* **Do this**:
Rewrite the lines starting at the one containing "Give one point for each instance of the lawn" and ending at the one containing "(1066, 600)", swapping "wooden roadside cross" for "wooden wayside cross" and leaving everything else unchanged.

-- BEGIN Given data --

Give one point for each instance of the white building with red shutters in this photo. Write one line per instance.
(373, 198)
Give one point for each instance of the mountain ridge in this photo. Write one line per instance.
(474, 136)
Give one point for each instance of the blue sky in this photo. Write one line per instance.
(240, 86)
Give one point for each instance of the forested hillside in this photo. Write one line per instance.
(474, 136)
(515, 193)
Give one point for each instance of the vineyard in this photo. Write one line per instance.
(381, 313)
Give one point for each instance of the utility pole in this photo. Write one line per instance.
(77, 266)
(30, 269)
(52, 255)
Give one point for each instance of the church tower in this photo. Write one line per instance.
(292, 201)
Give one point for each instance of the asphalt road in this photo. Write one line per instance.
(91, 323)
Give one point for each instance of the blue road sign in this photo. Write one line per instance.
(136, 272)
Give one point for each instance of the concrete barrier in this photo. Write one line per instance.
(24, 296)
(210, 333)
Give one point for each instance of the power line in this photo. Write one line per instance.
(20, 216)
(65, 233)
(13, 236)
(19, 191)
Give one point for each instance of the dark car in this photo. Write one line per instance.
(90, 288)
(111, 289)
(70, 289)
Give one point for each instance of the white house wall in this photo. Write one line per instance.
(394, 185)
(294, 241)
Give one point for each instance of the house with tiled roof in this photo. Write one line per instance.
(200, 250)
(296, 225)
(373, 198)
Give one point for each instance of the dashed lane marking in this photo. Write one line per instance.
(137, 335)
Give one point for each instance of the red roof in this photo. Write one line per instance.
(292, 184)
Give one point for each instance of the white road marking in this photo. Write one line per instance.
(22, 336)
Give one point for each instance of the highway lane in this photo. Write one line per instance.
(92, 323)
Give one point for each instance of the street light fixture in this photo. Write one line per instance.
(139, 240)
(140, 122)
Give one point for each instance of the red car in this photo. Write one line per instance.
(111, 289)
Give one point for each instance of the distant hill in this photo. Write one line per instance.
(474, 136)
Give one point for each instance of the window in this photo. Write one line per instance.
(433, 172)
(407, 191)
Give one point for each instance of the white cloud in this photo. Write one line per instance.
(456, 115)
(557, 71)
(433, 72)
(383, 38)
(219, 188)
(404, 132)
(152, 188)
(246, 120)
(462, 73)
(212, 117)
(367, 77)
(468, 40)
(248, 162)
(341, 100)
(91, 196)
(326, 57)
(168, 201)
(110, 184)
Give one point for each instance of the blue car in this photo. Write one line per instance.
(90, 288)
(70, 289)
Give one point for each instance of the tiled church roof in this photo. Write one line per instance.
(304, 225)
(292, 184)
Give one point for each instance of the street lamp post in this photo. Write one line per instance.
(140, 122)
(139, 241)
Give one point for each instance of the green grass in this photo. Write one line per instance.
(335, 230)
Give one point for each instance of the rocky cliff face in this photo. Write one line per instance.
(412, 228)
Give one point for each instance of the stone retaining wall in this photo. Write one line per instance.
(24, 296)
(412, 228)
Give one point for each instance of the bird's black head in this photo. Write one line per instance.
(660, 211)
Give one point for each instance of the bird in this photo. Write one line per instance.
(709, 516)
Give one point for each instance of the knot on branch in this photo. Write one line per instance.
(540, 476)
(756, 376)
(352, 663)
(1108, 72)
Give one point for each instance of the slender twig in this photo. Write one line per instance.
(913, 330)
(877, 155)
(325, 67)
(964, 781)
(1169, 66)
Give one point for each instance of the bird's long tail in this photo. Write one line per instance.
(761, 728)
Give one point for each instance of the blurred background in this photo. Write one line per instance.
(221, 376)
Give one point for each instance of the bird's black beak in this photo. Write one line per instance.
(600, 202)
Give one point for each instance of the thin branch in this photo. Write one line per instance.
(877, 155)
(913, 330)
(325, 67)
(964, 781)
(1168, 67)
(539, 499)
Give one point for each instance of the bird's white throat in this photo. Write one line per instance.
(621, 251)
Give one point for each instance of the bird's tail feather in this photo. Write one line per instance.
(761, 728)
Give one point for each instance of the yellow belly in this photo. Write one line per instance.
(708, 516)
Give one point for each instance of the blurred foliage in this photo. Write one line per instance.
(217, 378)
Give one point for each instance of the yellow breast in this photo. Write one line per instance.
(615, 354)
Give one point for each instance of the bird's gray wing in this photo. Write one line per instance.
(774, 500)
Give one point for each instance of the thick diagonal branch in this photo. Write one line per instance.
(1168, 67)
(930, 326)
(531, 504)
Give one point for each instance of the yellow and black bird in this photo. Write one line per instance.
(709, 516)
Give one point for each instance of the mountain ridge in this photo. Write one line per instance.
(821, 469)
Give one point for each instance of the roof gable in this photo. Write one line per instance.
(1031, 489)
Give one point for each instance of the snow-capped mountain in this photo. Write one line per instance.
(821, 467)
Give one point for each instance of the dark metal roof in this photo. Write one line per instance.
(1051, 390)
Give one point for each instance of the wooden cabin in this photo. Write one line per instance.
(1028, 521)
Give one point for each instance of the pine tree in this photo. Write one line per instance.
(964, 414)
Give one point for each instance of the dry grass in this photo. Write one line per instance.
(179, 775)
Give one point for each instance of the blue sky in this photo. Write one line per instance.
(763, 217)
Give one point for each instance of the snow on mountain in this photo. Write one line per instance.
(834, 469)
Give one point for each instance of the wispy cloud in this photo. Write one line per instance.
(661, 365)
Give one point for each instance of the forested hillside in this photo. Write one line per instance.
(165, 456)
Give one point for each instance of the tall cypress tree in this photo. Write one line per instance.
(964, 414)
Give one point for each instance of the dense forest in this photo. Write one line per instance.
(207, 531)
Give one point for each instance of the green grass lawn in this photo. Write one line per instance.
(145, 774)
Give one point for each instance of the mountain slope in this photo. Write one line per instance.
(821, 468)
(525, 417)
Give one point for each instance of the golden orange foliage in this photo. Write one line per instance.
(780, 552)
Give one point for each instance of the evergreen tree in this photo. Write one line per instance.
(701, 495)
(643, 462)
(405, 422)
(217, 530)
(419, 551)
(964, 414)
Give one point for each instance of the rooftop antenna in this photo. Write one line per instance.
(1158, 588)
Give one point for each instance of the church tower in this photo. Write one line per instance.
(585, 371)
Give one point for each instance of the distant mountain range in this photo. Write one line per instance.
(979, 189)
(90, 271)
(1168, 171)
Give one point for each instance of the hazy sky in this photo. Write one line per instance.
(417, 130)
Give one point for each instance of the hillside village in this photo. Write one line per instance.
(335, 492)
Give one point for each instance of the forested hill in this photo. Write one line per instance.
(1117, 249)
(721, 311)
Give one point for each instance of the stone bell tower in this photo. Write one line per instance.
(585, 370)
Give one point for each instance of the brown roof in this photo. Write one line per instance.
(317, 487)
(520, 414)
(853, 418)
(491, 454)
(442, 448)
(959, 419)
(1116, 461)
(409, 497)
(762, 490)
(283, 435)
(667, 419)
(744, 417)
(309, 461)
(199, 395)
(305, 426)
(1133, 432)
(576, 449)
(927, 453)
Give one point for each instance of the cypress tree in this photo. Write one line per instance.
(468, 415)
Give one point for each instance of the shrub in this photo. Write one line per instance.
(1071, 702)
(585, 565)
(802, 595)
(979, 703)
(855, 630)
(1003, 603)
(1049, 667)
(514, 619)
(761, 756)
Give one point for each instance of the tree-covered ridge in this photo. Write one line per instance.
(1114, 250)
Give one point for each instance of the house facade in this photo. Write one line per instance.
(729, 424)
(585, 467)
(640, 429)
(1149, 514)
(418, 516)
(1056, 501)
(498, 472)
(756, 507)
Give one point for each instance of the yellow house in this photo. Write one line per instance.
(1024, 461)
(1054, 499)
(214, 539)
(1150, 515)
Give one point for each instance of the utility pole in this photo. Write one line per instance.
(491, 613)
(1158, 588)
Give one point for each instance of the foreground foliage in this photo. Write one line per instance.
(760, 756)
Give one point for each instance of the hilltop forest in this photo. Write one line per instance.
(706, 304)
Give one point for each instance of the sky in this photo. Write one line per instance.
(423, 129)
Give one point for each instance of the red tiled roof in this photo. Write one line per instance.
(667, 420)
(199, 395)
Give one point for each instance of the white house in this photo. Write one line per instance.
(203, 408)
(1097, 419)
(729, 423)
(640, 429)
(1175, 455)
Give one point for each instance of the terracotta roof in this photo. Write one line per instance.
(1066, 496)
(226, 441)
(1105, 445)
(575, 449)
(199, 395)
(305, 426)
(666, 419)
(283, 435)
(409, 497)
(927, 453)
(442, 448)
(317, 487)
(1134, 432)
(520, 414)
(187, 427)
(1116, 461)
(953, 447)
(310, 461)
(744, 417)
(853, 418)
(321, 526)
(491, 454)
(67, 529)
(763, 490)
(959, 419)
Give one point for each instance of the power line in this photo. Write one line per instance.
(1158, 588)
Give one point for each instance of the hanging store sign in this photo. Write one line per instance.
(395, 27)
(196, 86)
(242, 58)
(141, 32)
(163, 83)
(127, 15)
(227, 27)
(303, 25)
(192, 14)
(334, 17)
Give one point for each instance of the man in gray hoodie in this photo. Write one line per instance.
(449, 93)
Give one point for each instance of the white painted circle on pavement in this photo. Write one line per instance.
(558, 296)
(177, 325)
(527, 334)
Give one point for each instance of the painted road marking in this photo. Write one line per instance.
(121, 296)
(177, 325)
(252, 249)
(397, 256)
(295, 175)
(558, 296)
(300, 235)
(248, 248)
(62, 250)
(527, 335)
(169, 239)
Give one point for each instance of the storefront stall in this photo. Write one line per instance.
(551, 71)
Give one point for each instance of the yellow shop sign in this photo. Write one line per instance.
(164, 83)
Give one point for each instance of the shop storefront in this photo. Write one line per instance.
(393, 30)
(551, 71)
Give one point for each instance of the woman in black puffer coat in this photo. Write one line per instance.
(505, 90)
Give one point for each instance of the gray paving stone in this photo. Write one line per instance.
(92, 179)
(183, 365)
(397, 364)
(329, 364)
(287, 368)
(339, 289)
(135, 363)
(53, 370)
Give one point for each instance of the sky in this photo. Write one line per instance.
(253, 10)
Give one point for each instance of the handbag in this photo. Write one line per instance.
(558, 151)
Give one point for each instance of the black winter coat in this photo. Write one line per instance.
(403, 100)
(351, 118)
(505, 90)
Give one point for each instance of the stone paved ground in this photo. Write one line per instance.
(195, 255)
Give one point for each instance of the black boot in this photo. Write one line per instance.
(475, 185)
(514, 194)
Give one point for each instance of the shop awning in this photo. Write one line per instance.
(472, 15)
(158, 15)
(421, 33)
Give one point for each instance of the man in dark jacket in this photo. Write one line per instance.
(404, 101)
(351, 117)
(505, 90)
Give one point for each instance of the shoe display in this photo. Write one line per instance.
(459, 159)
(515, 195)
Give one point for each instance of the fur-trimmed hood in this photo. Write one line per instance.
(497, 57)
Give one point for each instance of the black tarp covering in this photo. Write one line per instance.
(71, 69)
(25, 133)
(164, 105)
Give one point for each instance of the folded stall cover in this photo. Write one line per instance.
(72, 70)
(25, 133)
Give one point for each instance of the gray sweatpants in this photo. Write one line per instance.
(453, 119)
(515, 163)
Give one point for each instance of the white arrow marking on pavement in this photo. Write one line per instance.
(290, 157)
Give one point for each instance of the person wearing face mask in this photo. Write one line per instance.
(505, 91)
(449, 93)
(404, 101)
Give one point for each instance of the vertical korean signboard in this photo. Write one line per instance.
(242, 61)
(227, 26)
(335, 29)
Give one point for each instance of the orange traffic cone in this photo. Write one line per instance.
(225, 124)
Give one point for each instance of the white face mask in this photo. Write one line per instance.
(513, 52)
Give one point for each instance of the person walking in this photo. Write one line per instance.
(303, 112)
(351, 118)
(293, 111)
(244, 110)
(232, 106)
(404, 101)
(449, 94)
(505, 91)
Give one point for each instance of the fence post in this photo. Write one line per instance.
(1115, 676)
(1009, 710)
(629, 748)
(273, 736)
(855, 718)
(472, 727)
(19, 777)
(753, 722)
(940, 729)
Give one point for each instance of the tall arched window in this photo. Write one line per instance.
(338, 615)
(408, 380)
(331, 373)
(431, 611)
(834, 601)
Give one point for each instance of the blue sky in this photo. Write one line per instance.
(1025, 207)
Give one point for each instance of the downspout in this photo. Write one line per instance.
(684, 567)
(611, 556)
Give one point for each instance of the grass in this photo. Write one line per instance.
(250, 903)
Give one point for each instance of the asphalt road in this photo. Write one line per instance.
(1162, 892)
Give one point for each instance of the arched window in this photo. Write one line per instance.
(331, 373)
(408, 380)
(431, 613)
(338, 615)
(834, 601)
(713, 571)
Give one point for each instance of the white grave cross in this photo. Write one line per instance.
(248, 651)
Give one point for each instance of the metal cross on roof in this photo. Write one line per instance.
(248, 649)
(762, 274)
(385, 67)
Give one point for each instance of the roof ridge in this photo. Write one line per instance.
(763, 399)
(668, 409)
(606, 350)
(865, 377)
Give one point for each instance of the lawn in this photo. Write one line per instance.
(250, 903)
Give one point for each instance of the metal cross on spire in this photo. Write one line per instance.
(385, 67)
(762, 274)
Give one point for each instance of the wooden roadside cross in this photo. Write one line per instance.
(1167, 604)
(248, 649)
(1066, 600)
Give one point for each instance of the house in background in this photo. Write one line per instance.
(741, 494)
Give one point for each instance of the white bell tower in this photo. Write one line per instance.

-- END Given data --

* **Expected answer**:
Give one point for each instance of the lawn in this photo. Write one line per instance.
(250, 903)
Give one point for each instance of the metal cross on spire in this photo. Write one line per instance.
(385, 67)
(762, 274)
Give one point for each instance of the wooden wayside cross in this photo. Write one line per instance.
(1167, 604)
(248, 649)
(1066, 600)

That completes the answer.